EXERCISE TASK
Extract each line of the listing below that contains the word "blurred".
- - - - -
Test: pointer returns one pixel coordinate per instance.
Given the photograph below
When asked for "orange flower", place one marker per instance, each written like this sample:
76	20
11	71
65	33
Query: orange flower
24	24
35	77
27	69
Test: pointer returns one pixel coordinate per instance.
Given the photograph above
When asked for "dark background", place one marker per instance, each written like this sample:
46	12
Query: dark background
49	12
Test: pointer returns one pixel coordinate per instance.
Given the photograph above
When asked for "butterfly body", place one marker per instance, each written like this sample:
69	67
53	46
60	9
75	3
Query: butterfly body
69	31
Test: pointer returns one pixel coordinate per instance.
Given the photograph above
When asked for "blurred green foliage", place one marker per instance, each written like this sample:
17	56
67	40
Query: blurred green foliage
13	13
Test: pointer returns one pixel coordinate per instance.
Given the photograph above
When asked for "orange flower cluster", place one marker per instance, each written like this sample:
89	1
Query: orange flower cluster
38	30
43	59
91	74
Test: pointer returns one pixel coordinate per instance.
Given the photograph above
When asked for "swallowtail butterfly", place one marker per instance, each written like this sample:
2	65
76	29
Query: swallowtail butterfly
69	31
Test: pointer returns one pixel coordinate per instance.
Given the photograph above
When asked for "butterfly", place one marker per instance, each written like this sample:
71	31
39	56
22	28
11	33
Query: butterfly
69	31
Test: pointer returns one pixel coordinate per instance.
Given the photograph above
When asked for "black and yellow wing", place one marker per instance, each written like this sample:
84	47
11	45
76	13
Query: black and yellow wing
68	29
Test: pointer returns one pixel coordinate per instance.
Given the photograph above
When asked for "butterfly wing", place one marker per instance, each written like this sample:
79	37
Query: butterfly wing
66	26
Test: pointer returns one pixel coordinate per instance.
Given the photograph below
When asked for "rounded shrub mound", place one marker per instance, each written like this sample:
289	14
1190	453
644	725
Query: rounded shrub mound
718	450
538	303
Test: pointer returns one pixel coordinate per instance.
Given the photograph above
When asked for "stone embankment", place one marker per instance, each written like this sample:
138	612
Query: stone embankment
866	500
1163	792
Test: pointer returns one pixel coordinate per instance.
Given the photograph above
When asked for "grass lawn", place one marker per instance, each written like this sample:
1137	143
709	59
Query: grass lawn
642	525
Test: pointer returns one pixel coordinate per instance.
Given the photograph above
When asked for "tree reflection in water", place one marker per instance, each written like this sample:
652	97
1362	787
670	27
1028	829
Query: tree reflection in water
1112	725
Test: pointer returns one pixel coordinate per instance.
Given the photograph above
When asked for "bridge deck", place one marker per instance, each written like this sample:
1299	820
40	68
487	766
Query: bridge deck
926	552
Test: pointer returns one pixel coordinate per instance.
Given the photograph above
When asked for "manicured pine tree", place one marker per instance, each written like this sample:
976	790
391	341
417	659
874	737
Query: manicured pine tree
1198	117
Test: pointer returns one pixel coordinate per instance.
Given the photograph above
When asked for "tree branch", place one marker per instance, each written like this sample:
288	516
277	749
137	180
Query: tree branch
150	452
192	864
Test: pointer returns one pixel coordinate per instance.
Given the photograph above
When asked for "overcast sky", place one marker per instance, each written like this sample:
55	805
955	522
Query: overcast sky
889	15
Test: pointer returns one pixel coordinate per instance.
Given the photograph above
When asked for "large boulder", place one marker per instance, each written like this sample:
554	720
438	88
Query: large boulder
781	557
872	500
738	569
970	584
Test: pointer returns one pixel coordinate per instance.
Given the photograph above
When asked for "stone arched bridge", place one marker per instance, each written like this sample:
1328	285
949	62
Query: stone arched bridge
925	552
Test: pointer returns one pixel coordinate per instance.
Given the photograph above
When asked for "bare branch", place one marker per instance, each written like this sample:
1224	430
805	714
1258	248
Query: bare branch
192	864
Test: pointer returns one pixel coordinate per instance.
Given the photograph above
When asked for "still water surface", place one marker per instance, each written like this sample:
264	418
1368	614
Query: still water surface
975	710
- - - - -
THE ANSWER
When asked for "blurred green foliage", place one marker per instance, each written like this sample:
Query: blurred green foliage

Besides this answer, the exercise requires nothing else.